# Directions
Return each line of the data below that contains the string "instance", matching case exactly.

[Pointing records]
^^^^

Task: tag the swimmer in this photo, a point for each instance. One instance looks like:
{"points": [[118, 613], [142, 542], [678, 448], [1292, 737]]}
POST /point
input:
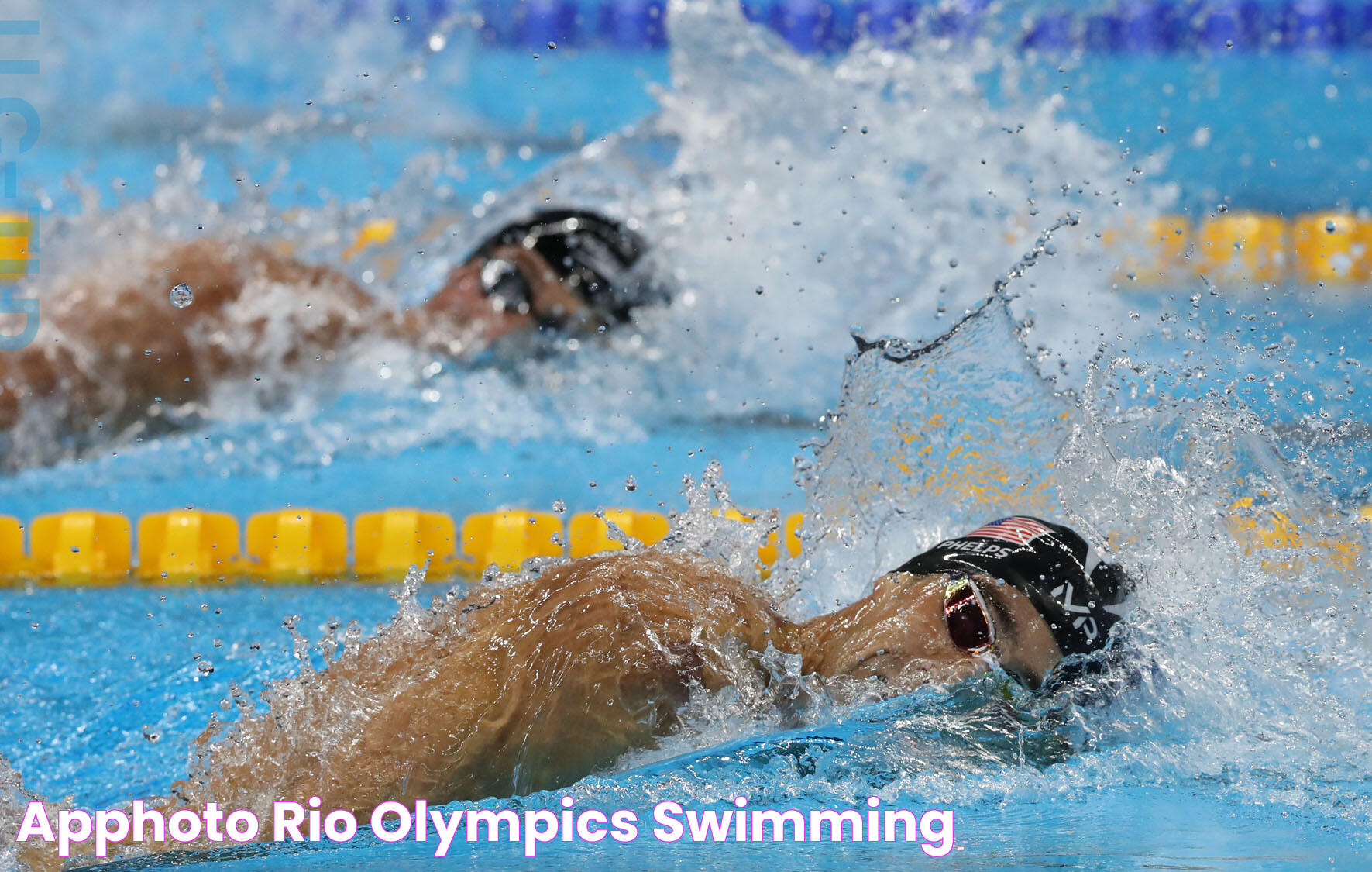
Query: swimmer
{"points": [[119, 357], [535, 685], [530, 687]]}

^^^^

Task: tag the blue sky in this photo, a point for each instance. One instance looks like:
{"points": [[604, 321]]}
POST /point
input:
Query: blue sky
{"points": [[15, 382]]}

^^^^

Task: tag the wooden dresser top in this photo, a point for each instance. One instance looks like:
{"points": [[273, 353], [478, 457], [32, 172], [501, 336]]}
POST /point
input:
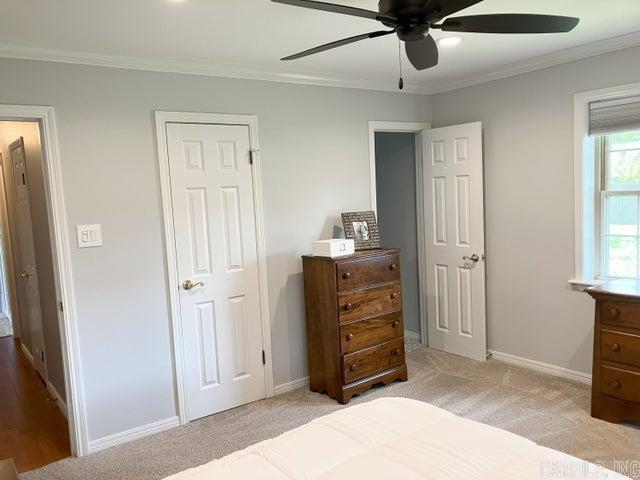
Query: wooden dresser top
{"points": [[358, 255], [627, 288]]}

^^^^

# Answer in full
Task: tag the swimmer in this photo, a point for each instance. One instance looks like:
Task: tag the blue sky in this photo, a point for each instance. One instance looks like:
Task: tag the wooden dresser top in this photo, a point for each instance. One instance looks like:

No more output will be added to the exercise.